* [WHAT TO DO] Copy the entire listing, down to the final line, exactly.
==== DATA TO EXAMINE
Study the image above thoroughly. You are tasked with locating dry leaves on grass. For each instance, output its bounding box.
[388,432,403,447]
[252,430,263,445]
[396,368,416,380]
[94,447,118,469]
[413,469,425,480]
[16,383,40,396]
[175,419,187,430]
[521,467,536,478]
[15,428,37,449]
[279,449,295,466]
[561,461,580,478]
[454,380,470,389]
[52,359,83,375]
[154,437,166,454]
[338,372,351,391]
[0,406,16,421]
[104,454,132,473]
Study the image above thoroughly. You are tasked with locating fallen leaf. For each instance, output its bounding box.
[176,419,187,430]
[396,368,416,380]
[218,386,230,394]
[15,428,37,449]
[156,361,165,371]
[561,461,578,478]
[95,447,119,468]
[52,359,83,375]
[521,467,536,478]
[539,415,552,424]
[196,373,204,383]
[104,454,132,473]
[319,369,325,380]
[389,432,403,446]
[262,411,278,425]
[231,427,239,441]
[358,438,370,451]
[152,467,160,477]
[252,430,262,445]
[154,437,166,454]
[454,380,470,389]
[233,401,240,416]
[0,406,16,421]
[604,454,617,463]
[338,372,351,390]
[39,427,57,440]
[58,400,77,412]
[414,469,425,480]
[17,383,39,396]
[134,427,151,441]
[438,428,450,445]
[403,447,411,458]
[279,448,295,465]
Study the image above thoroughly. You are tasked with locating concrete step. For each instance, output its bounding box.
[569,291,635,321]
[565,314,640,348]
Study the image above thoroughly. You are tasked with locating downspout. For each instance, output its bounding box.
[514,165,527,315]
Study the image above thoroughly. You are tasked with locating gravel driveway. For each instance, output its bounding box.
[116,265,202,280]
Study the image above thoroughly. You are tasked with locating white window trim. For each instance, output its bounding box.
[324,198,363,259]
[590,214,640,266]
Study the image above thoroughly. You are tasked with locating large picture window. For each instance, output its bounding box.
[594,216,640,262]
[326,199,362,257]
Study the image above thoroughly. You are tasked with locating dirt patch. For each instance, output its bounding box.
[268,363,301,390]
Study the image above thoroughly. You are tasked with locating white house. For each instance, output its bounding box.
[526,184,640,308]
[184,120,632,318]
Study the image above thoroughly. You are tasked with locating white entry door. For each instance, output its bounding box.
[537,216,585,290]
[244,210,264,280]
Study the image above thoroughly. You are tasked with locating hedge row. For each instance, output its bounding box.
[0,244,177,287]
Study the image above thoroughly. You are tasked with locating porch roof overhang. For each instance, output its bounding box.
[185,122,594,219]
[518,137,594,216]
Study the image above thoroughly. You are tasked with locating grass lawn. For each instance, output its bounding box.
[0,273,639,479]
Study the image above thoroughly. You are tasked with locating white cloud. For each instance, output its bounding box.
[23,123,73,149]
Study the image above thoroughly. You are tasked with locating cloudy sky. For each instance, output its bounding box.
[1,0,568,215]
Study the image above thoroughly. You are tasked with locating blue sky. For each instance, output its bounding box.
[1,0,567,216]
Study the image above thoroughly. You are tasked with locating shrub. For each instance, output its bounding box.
========
* [TASK RESULT]
Study the image above thoroughly. You are tasked with locating dry leaves on grass. For each instance, output its bounding box.
[388,432,403,447]
[252,430,263,445]
[396,368,416,380]
[94,447,118,469]
[413,469,425,480]
[16,383,40,396]
[175,419,187,430]
[521,467,536,478]
[15,428,37,449]
[279,449,295,466]
[561,461,580,478]
[454,380,470,389]
[52,359,83,375]
[154,437,166,454]
[338,372,351,391]
[0,406,16,421]
[104,454,132,473]
Study the image above thoroughly. You are tasked with locating fallen leaf. For each instance, output its bounding box.
[176,419,187,430]
[396,368,416,380]
[218,386,230,394]
[15,428,37,449]
[156,361,165,371]
[561,461,578,478]
[95,447,119,468]
[52,359,83,375]
[521,467,536,478]
[539,415,552,424]
[196,373,204,383]
[104,454,132,473]
[319,369,325,380]
[389,432,403,446]
[262,411,278,425]
[231,427,239,441]
[358,438,370,451]
[152,467,160,477]
[252,430,262,445]
[154,437,166,454]
[454,380,470,389]
[233,401,240,416]
[0,406,16,421]
[604,454,617,463]
[338,372,351,390]
[39,427,57,440]
[58,400,77,412]
[414,469,425,480]
[17,383,39,396]
[134,427,151,441]
[438,428,450,445]
[403,447,411,458]
[279,448,295,465]
Study the image above thoroughly. You are tasked with locating concrete step. For each instance, output its bounding box.
[569,291,635,321]
[565,314,640,348]
Study the image above thoroughly. You are tasked with locating downspout. For each instance, output its bounding box.
[514,165,527,315]
Study the image above thoroughly. You are tasked with locating gravel driveway. For each instance, output its bounding box.
[116,265,202,280]
Study the image above thoroughly. You are tasked with locating white window trim. For each instance, output its bounding box.
[324,198,363,259]
[590,214,640,266]
Study the image above thoroughly. You are tasked with locating large picture window. For each instance, output its bounding box.
[594,216,640,262]
[326,199,362,257]
Study the image above thoroughly. You are tasked with locating dirt patch. For each instance, output its bounding box.
[268,363,301,390]
Study the image above thoroughly. You are tasked with locating white house. For each instance, output its bounding box.
[526,184,640,308]
[184,120,632,318]
Study the image above thoroughly. You are tasked with locating white entry door. For each instance, output its bounding box.
[537,216,585,290]
[244,210,264,280]
Study the image above thoroughly. You are tasked with locating hedge row. For each instance, output its bounding box.
[0,244,177,287]
Study the image above thoroughly. You are tasked with locating porch roof overhang. For each instance, output its bounding box.
[185,122,594,219]
[518,137,594,216]
Study the image above thoroughly. You are tasked with locating grass lawn. For each instance, output its bounding box.
[0,273,639,479]
Study the image above thoroughly. You are tasked with locating white cloud. For each instance, output its bounding box.
[23,123,73,149]
Study the image above thoroughly. You are tasked with locating cloudy sky. For each instance, output its bounding box.
[1,0,568,215]
Study the image above thoroughly. You are tasked with locating blue sky. For each instance, output its bounding box.
[1,0,567,216]
Study the image above thoroughly. You are tasked with locating shrub. For each instance, output its bounding box.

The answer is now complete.